— start —

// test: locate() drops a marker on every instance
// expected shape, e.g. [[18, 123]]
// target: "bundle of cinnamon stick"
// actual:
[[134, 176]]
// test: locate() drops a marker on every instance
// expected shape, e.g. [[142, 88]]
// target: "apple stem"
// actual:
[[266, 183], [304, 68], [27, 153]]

— end —
— start —

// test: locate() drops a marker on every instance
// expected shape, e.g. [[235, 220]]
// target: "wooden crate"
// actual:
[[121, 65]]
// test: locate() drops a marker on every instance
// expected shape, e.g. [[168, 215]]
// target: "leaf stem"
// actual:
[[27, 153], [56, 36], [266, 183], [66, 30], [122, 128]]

— end —

* [WHAT THE TASK ASKS]:
Pull out every line of the records that contains the word "shape".

* [TASK RESPONSE]:
// expected shape, e.g. [[18, 123]]
// expected shape, e.g. [[142, 88]]
// expected shape, e.g. [[235, 220]]
// expected shape, e.g. [[168, 215]]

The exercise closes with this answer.